[Collection entries]
■ ■ ■ ■

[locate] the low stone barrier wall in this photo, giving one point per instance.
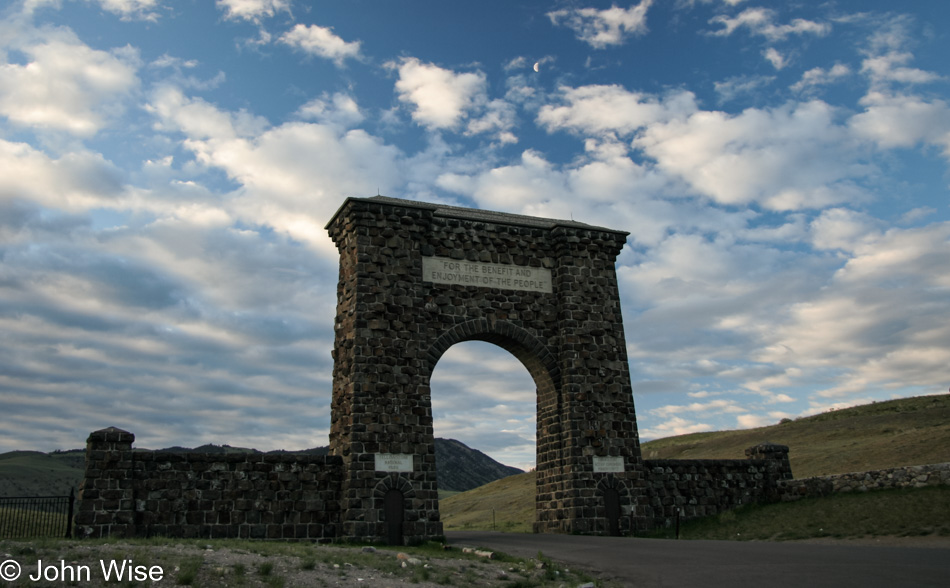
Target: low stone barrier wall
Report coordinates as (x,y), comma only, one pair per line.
(892,478)
(139,494)
(695,488)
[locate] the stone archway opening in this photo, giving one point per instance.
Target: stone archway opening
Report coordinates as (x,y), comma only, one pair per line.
(484,397)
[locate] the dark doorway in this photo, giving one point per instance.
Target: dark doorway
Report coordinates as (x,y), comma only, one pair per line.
(394,509)
(612,506)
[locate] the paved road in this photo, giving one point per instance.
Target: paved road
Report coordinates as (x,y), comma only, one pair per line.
(732,564)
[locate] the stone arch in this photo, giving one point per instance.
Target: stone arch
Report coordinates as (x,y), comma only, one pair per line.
(532,353)
(393,482)
(417,278)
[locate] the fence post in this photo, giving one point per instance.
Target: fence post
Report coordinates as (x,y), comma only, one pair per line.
(69,516)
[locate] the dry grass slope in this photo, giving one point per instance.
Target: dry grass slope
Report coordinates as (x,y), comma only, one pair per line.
(909,431)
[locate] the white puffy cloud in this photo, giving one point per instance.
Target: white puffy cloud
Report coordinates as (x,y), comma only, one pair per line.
(321,42)
(65,85)
(291,176)
(132,9)
(787,158)
(841,228)
(818,76)
(440,98)
(879,322)
(889,67)
(734,87)
(340,109)
(602,28)
(775,57)
(252,10)
(77,181)
(760,21)
(896,120)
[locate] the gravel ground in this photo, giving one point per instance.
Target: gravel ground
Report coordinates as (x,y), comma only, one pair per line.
(258,564)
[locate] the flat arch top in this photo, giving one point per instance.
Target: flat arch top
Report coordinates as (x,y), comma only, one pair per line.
(474,214)
(534,355)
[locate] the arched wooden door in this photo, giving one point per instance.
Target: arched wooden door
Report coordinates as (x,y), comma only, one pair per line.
(394,508)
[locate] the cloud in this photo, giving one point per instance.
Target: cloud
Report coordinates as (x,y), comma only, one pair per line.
(786,158)
(321,42)
(734,87)
(65,85)
(817,77)
(252,10)
(132,9)
(290,177)
(897,120)
(602,28)
(340,109)
(889,68)
(853,327)
(775,57)
(600,109)
(841,228)
(760,21)
(77,181)
(440,98)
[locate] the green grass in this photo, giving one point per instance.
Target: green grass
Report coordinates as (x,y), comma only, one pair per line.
(52,524)
(511,498)
(188,570)
(909,431)
(901,513)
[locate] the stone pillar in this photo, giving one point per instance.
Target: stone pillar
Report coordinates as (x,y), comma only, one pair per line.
(106,503)
(777,454)
(381,403)
(598,431)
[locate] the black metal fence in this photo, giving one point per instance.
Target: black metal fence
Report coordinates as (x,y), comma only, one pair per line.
(36,516)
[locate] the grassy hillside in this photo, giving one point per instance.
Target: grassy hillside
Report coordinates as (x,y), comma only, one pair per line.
(33,473)
(896,433)
(909,431)
(511,498)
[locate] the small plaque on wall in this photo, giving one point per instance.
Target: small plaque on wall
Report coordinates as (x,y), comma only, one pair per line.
(612,464)
(393,462)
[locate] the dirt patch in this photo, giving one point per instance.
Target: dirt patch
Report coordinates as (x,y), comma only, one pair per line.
(259,564)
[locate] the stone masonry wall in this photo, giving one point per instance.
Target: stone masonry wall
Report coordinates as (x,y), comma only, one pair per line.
(919,476)
(696,488)
(140,494)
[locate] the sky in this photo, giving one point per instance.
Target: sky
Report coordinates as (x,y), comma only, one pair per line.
(167,169)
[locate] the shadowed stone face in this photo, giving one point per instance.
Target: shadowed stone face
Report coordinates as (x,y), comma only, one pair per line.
(415,279)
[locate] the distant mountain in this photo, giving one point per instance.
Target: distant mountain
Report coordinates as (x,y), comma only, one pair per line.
(461,468)
(34,473)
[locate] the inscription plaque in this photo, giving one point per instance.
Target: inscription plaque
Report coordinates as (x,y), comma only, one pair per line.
(393,462)
(444,270)
(612,464)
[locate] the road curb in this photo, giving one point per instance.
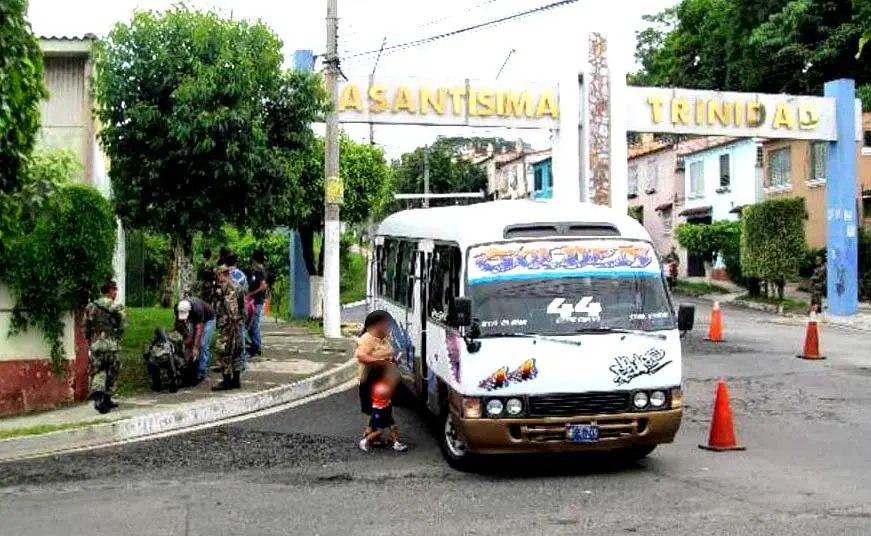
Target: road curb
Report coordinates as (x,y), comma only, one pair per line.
(173,420)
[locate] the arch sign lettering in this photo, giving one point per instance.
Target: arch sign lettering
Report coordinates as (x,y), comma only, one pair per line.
(465,102)
(752,115)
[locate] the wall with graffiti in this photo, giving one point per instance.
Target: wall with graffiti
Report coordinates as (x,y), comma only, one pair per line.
(582,257)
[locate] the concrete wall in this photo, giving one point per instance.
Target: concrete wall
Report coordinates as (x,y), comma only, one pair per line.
(26,380)
(803,185)
(742,190)
(656,187)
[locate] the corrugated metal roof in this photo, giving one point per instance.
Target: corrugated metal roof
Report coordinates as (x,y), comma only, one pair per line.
(85,37)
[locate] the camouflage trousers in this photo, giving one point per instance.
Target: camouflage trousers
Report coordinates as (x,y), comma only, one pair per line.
(230,348)
(103,369)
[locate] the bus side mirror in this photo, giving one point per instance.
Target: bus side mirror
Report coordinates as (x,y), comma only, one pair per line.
(686,317)
(462,313)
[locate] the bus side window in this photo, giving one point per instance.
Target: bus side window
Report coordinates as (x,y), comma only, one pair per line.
(381,280)
(444,280)
(391,251)
(404,271)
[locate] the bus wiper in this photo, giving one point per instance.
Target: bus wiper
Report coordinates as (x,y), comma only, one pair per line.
(506,334)
(532,336)
(639,332)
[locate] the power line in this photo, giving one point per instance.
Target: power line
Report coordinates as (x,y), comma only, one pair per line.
(467,29)
(356,31)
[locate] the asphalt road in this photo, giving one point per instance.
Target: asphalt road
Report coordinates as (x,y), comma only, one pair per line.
(806,470)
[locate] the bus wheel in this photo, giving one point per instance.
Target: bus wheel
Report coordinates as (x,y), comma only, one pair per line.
(453,445)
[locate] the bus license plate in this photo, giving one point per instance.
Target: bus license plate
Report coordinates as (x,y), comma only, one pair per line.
(582,433)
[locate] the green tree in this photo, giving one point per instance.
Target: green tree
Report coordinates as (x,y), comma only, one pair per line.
(21,90)
(716,44)
(368,183)
(448,173)
(200,124)
(772,240)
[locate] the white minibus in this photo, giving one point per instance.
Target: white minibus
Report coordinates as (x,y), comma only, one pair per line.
(532,326)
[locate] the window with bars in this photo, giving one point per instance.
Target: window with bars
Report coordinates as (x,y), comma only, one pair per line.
(652,177)
(818,160)
(667,223)
(697,179)
(779,168)
(632,190)
(725,172)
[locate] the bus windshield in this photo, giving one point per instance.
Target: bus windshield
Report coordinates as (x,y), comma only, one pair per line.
(567,287)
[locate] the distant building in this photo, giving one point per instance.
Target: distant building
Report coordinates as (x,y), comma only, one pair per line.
(797,168)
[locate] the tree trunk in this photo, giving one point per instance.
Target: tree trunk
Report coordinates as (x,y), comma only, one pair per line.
(183,253)
(169,281)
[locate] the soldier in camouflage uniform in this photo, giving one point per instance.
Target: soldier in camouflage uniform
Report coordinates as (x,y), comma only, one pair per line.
(229,331)
(104,325)
(818,285)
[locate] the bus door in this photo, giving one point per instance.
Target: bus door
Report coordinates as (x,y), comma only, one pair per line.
(418,314)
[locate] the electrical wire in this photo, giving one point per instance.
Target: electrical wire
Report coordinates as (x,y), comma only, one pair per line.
(355,31)
(480,26)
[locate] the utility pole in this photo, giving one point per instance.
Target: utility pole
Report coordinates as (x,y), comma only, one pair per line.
(426,176)
(333,190)
(372,81)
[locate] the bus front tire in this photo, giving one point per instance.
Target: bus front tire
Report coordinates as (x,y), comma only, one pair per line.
(453,446)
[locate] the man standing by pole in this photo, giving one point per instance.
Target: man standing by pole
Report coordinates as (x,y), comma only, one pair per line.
(333,190)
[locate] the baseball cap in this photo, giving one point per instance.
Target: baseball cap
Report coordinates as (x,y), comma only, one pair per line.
(184,309)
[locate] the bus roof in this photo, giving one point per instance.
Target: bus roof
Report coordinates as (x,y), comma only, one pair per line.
(487,222)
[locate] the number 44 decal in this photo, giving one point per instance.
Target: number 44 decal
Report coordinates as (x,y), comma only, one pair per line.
(559,306)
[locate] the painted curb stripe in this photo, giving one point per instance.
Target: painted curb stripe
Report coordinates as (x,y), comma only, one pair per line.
(174,419)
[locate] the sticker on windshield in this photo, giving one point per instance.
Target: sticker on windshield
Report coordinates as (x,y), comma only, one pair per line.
(585,310)
(585,258)
(503,378)
(627,368)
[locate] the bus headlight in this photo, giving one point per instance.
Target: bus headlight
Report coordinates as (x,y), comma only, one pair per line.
(472,408)
(494,407)
(640,400)
(514,406)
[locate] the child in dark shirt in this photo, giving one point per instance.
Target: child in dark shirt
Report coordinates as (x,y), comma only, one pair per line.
(381,419)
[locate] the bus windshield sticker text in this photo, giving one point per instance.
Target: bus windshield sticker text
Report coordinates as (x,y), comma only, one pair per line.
(649,316)
(627,368)
(503,377)
(589,309)
(537,259)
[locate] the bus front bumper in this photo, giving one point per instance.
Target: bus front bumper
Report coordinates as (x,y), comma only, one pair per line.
(548,434)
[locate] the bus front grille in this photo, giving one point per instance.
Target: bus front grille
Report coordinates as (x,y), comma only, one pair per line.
(565,405)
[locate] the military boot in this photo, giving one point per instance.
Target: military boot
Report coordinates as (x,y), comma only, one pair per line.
(225,385)
(101,402)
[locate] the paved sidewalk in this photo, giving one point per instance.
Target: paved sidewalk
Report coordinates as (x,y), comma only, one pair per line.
(296,363)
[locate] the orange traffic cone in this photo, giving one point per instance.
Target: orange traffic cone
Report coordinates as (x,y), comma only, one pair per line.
(812,338)
(722,437)
(715,332)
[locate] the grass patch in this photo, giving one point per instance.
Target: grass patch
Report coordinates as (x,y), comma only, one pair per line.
(790,305)
(45,429)
(692,288)
(353,283)
(141,322)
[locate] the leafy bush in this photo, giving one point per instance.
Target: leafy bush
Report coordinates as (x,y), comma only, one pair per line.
(21,90)
(772,240)
(708,239)
(61,263)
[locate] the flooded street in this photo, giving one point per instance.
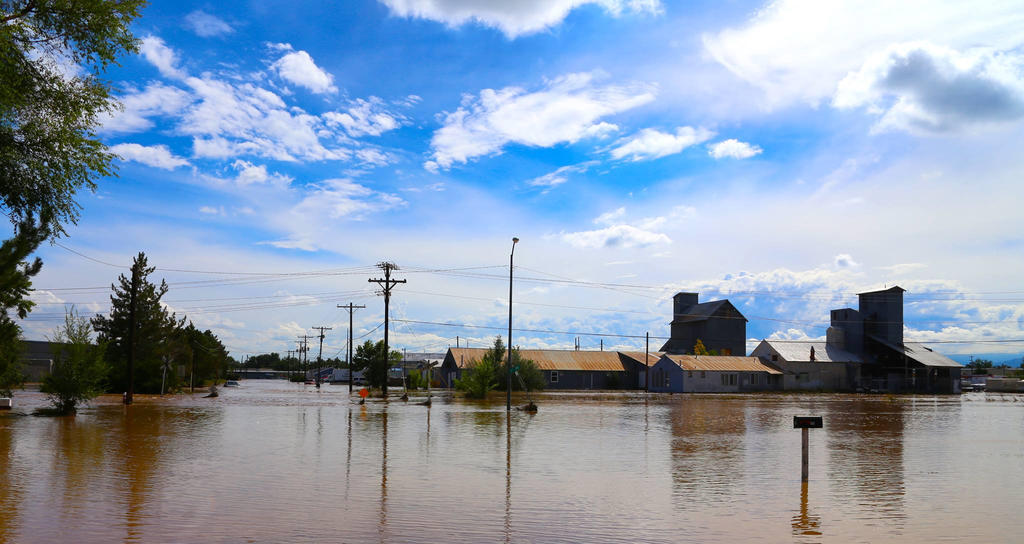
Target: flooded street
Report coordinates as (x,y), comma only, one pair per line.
(279,462)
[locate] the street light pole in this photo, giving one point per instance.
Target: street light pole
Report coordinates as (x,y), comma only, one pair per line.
(508,368)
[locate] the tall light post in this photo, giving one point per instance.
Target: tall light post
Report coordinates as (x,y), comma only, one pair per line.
(508,367)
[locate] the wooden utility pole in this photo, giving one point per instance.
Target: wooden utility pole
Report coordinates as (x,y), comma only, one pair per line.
(351,308)
(386,285)
(132,324)
(320,354)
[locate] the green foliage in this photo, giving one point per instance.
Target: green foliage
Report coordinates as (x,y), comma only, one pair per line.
(416,380)
(79,368)
(698,348)
(153,335)
(480,377)
(369,359)
(15,284)
(980,365)
(51,98)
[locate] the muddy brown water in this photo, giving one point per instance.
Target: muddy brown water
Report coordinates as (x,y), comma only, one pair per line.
(272,461)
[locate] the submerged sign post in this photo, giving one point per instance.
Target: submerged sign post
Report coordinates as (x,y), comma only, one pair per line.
(803,423)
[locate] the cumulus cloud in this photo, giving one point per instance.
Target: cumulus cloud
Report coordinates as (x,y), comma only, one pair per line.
(159,54)
(155,156)
(560,175)
(250,173)
(844,260)
(567,109)
(207,26)
(137,107)
(651,143)
(298,68)
(621,234)
(366,117)
(732,149)
(513,18)
(922,87)
(798,50)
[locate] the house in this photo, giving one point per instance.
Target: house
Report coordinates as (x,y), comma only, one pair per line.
(562,369)
(717,324)
(677,373)
(811,366)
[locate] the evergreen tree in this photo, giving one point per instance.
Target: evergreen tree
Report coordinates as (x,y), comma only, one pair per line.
(135,354)
(15,283)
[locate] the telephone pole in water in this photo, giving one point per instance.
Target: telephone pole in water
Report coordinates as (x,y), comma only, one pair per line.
(351,308)
(386,285)
(320,354)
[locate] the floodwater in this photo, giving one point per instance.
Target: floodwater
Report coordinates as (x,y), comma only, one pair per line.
(279,462)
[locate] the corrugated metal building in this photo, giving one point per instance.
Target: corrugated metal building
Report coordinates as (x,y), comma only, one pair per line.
(811,366)
(562,369)
(674,373)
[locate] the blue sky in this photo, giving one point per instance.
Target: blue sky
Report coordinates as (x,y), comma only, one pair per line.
(785,155)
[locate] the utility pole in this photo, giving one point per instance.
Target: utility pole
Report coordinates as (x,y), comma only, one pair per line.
(132,322)
(305,350)
(386,285)
(320,354)
(351,308)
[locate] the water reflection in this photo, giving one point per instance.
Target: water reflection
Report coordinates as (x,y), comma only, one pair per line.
(708,449)
(865,448)
(806,522)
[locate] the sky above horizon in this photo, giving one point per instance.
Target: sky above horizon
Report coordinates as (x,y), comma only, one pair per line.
(783,155)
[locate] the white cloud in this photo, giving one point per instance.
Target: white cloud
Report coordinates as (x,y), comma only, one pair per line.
(732,149)
(138,107)
(567,109)
(155,156)
(798,50)
(207,26)
(298,68)
(844,260)
(922,87)
(159,54)
(365,118)
(560,175)
(513,18)
(250,173)
(650,143)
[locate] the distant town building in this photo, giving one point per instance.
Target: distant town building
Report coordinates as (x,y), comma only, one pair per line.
(677,373)
(717,324)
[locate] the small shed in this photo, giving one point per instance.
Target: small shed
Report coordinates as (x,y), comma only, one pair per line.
(675,373)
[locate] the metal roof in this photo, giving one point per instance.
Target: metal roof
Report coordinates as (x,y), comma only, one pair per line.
(801,351)
(552,359)
(721,363)
(919,352)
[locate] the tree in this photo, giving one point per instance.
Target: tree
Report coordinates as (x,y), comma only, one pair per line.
(79,369)
(369,358)
(981,365)
(52,53)
(15,284)
(135,352)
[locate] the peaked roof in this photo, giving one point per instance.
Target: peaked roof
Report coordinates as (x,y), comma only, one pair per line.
(556,359)
(721,363)
(801,351)
(920,353)
(704,310)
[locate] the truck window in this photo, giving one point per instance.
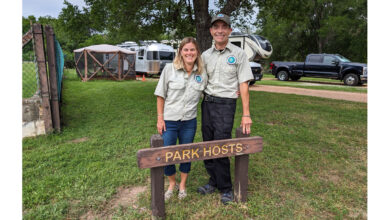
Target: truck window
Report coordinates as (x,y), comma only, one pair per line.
(328,60)
(141,53)
(237,43)
(314,59)
(164,55)
(152,55)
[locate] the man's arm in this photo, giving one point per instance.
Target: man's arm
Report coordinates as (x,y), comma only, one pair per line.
(246,120)
(160,115)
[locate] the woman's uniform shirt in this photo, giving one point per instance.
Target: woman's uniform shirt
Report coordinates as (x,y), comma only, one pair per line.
(180,92)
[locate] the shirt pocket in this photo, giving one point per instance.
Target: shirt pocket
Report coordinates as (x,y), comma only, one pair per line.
(228,74)
(198,87)
(175,90)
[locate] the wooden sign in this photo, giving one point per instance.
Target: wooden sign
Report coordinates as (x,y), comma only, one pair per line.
(162,156)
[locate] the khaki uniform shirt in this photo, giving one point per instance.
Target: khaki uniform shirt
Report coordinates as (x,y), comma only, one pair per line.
(226,70)
(181,92)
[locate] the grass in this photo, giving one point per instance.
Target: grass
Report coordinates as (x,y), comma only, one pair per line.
(314,162)
(307,83)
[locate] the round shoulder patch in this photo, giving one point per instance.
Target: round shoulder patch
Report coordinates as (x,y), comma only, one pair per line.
(231,59)
(198,78)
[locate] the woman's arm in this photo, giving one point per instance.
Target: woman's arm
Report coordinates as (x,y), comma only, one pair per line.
(160,115)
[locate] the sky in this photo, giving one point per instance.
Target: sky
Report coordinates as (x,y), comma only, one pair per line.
(40,8)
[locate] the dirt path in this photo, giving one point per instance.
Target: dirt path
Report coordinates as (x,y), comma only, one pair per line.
(349,96)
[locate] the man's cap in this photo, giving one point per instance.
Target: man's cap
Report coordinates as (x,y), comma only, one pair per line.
(221,17)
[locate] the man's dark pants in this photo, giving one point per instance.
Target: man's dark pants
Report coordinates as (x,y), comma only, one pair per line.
(217,124)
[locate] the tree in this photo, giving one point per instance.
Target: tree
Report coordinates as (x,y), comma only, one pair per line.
(203,18)
(296,28)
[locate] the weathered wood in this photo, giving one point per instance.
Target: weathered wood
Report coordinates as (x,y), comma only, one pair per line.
(241,172)
(157,182)
(27,37)
(85,66)
(41,63)
(51,56)
(183,153)
(120,66)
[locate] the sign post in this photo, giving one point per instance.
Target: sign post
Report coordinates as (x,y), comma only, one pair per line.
(158,156)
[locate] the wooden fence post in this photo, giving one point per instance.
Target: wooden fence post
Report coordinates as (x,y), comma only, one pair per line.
(41,61)
(157,182)
(241,172)
(51,56)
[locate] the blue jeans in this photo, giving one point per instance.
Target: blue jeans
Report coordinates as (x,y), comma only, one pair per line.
(185,132)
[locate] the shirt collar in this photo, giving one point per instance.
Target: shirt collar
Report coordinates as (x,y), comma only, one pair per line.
(228,46)
(195,68)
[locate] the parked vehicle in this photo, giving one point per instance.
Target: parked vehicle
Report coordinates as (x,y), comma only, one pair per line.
(332,66)
(256,48)
(151,56)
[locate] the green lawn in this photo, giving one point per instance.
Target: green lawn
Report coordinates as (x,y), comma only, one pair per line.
(314,162)
(312,83)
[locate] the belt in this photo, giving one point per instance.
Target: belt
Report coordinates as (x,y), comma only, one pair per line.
(210,98)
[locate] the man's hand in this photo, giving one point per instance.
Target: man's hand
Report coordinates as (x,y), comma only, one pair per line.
(246,123)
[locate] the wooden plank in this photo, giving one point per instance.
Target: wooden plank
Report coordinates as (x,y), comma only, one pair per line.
(183,153)
(51,56)
(27,37)
(85,66)
(241,173)
(41,63)
(157,182)
(120,66)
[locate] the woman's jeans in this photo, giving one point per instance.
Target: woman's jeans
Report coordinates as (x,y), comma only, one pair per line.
(185,132)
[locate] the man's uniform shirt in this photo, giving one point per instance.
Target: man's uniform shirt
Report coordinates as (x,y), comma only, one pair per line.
(226,70)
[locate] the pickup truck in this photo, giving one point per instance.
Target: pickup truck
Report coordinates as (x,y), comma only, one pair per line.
(333,66)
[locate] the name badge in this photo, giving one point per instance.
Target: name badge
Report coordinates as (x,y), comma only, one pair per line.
(231,59)
(198,78)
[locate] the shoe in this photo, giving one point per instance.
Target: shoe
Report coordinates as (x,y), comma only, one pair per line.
(182,194)
(206,189)
(168,194)
(227,197)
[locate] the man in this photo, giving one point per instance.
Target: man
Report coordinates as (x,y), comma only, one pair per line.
(228,70)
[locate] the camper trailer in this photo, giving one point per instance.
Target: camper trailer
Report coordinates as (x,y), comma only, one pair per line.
(256,48)
(151,56)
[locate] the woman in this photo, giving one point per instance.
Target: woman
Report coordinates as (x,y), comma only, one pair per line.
(178,92)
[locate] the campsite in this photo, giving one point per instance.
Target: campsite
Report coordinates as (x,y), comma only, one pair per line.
(88,110)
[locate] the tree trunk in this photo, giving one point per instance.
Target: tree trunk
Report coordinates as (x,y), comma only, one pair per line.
(202,22)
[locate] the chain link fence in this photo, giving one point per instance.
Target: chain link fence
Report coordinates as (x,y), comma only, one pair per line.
(30,71)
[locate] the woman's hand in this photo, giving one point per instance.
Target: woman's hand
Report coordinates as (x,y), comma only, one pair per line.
(160,125)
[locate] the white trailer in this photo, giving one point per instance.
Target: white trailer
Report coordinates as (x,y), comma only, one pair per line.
(256,48)
(151,56)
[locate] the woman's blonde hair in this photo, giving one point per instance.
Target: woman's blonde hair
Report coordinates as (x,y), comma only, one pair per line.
(179,63)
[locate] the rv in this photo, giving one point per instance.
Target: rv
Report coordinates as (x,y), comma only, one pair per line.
(256,48)
(151,56)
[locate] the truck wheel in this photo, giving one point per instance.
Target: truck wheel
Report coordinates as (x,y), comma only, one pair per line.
(282,75)
(351,79)
(295,78)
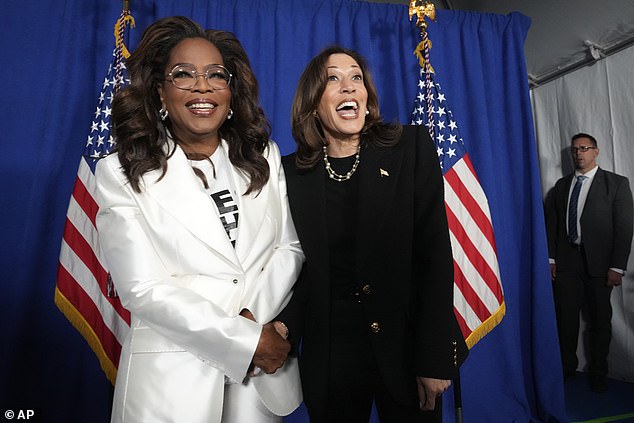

■ ■ ■ ■

What to work on — List every line of the data above that contains the string "sticker", copying each line in full. Treat the match as case-sensitive.

Answer below —
[locate] the sticker on windshield in this photo, giving one point per instance.
Target: sticker on windshield
[locate] the bus windshield sticker text in this photo, giving one point per instance.
Target: bus windshield sticker text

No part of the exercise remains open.